Free-text object descriptions:
====

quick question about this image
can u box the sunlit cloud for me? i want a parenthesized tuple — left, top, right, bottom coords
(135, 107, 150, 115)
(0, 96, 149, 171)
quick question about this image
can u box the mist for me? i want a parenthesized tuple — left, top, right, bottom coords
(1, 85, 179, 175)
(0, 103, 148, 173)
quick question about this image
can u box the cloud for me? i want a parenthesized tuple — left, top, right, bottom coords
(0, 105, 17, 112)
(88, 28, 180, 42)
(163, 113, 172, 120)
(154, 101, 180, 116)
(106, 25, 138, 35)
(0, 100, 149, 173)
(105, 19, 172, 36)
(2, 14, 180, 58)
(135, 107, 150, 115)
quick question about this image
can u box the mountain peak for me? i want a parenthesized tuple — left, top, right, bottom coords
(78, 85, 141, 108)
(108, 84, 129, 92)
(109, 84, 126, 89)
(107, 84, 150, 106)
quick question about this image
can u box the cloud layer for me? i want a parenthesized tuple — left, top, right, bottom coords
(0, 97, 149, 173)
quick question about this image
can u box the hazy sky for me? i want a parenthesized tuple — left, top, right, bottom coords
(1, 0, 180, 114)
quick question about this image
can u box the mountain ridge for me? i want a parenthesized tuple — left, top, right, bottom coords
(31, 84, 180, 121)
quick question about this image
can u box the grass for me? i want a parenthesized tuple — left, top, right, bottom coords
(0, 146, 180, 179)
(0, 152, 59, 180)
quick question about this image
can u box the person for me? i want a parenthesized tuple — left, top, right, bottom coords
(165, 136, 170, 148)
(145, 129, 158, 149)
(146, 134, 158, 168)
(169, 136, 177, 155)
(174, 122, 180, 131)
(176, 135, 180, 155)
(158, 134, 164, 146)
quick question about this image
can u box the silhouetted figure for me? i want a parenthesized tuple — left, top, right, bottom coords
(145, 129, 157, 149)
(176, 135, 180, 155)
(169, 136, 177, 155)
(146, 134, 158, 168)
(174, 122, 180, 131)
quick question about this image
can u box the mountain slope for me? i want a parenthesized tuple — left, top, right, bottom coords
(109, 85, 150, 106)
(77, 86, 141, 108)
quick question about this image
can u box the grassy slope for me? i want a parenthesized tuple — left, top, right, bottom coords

====

Your task is to give back every record exactly.

quick question about this image
can u box the sunlit cloud for me? i want a parenthesized tuple — left, top, right, bottom coords
(135, 107, 150, 115)
(0, 96, 149, 171)
quick question about this image
can u box the mist for me? i want a parenthesized tuple — left, top, right, bottom coords
(1, 85, 179, 175)
(0, 103, 148, 173)
quick question about this image
can u box the cloud for me? i want a parenthesized tuple — left, top, right, bottom coords
(0, 105, 17, 112)
(88, 28, 180, 42)
(163, 113, 172, 120)
(154, 101, 180, 116)
(106, 25, 138, 35)
(0, 100, 149, 173)
(105, 19, 172, 36)
(2, 14, 180, 58)
(135, 107, 150, 115)
quick question about this image
can u box the mountain peak for me? i want a parenthesized tuple — left, top, right, bottom coords
(78, 85, 141, 108)
(108, 84, 129, 92)
(109, 84, 126, 89)
(107, 84, 150, 106)
quick question about this image
can u box the cloud layer for me? i want a parenthesized tuple — left, top, right, bottom coords
(0, 97, 149, 173)
quick question about this image
can u box the hazy sky for me? i want a parenthesized tuple — left, top, right, bottom coords
(1, 0, 180, 114)
quick question about this image
can u box the mountain ridge for me? i want a parenthesized tuple — left, top, right, bottom coords
(31, 84, 180, 121)
quick question about this image
can u box the grass for me? i want a parenthesized tuple — left, top, right, bottom coords
(0, 146, 180, 179)
(0, 152, 59, 180)
quick question about this image
can u box the person for me? i want a parenthesized tuple — left, top, right, bottom coords
(165, 136, 170, 148)
(145, 129, 158, 149)
(146, 134, 158, 168)
(169, 136, 177, 155)
(174, 122, 180, 131)
(176, 135, 180, 155)
(158, 134, 164, 146)
quick question about this image
can u box the silhouetted figure for me? i want a parenthesized tuple — left, top, right, bottom coords
(145, 129, 157, 149)
(176, 135, 180, 155)
(169, 136, 177, 155)
(146, 134, 158, 168)
(174, 122, 180, 131)
quick question about this image
can u box the mountain slope for me? i want a parenthesized tuple — left, top, right, bottom coords
(109, 85, 150, 106)
(77, 86, 141, 108)
quick question about this image
can u box the grassy slope for me? i want a parenthesized tuple — left, top, right, bottom coords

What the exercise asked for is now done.